Aim of the exercise:
Set down the records once more, please, exactly and with the pictures left out.

Natural-language object grounding data
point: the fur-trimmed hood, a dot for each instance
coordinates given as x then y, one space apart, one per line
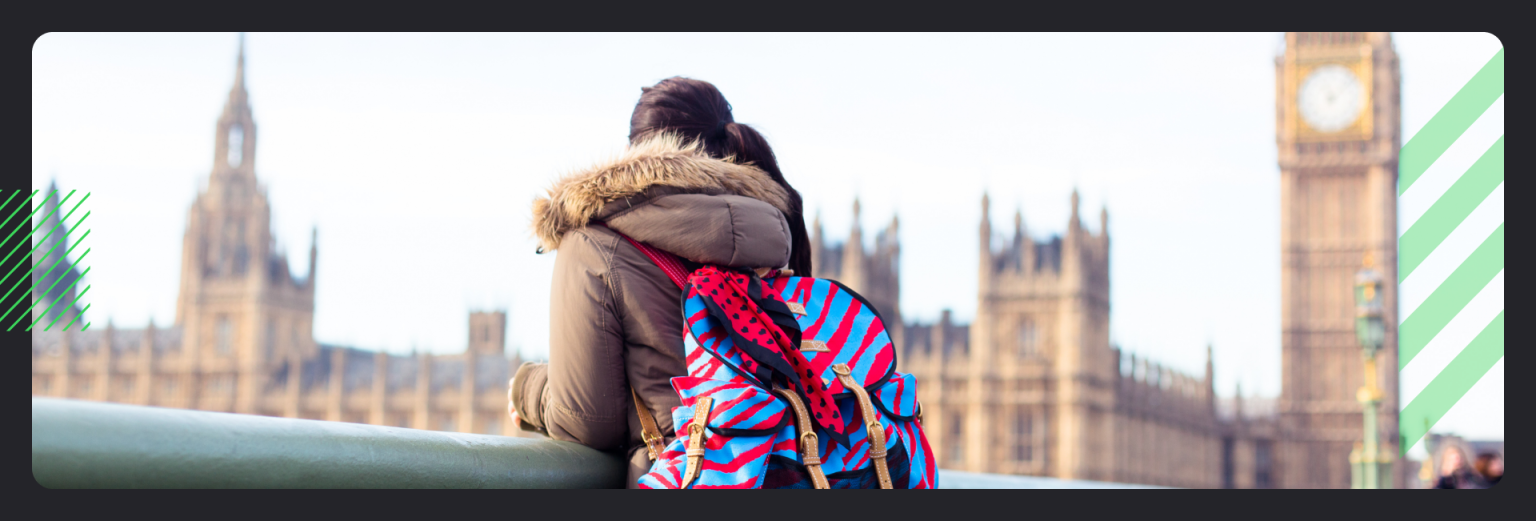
653 168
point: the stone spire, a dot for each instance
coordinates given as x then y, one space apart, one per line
1075 222
234 146
54 278
1019 223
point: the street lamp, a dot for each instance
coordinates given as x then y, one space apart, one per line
1367 460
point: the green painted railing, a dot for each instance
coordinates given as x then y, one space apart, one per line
85 444
88 444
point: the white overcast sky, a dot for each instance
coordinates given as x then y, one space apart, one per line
418 155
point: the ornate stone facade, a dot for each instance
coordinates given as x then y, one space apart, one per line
1034 386
243 340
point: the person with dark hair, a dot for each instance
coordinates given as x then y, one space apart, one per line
693 183
1490 466
1455 469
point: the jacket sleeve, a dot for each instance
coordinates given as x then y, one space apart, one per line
584 395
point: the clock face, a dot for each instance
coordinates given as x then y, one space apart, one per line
1330 99
237 145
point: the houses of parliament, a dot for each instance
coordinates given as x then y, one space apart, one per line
243 341
1032 386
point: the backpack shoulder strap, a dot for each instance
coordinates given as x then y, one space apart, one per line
667 262
650 432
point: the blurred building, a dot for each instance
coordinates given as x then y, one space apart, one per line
1034 386
1338 132
243 341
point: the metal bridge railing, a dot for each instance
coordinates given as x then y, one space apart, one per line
85 444
89 444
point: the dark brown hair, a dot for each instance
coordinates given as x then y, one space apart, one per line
698 111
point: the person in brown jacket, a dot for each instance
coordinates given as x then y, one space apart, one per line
693 183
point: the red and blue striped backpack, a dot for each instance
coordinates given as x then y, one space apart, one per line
791 384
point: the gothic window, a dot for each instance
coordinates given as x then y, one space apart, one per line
1263 454
957 438
1228 466
269 349
237 145
1025 437
1028 338
223 332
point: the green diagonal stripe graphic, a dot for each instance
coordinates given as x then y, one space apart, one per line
23 225
1450 122
1450 209
43 266
82 311
66 291
1452 383
74 303
51 289
19 226
1450 297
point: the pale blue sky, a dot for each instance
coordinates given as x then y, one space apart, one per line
418 155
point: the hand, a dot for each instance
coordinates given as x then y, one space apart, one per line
512 409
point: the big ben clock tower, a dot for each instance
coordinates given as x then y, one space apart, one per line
1338 136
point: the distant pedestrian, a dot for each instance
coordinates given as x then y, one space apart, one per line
1490 466
1455 469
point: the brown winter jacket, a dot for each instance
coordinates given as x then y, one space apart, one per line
615 317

Task response:
point: the fur-trimmed hood, a dot for each instance
coordinates given as x then y, one space apart, one per line
653 168
point: the stone spire, a dot for each instance
coordinates given as x then y, one space apart, one per line
1075 222
234 146
54 278
1019 223
point: the street lamp, a dot for each instance
coordinates given as x then y, one space apart, one per line
1367 460
point: the green painted railing, a dot for each instance
coordinates given as x then y, one space apart, one per line
85 444
88 444
point: the white overcast sky, a dot for each instance
coordinates given as x then y, one space apart, one per line
418 155
point: the ornate stone facade, a dot for each instance
coordinates given as x then y, one space apart, one per line
1034 386
243 340
point: the person with dark hair, a dot for each instance
coordinates given as x then y, one space apart, one per line
693 183
1490 466
1455 469
point: the jacket sleeve, a dot for each instance
coordinates given as x then y, one space apart, one per line
584 395
point: the clock face, a dot for each instance
coordinates given as x then y, one space apart, one per line
1330 99
237 145
point: the houses of parliament, a dot for each instance
coordinates given as x then y, one space apart, one per line
243 341
1032 386
point: the backpack shoulder strap, a dot for each instance
coordinates given as x then y, one space apart, one per line
667 262
650 432
point: the blurred building, a dot for each instance
coordinates given as x then y, one space apart, one per line
1034 386
1338 132
243 341
point: the metal bridge railing, a dot for each instance
coordinates given as x then y, one space apart, one per line
85 444
89 444
point: the dark brown hair, a dot for each instance
coordinates given as x then y, one space apart, one per line
698 111
point: the person in brown jacket, a dot for each instance
coordinates given as x then y, one space apart, one per line
693 183
point: the red and blue striped backpack, a dot for each instance
coordinates given as x then y, one space apart, one per line
791 384
point: the gothic window, a dot for each instance
coordinates given as x then y, one space apart, one per line
1263 454
957 438
1228 466
269 349
237 145
1025 437
1028 338
223 332
point: the green diagonal stripe graphic, a dot for each instance
coordinates given as x then y, one space apart, one per line
23 225
1450 122
1450 209
43 266
82 311
66 291
1452 383
74 303
51 289
19 226
1450 297
point: the pale blue sky, a dot for each instance
coordinates given as x then y, one space apart, one per line
418 155
point: the hand, a dot for each instance
coordinates given as x then y, one space apart, one per line
512 409
point: the big ben clock tower, a dot for each instance
coordinates given as x then y, one space apart, one per line
1338 136
point: the distant pedestrian, a dot for each instance
coordinates given as x then y, one space apart, one per line
1490 466
1455 469
point: the brown winter jacket, a dot for each instance
coordinates given as x then y, one space apart, one per line
615 317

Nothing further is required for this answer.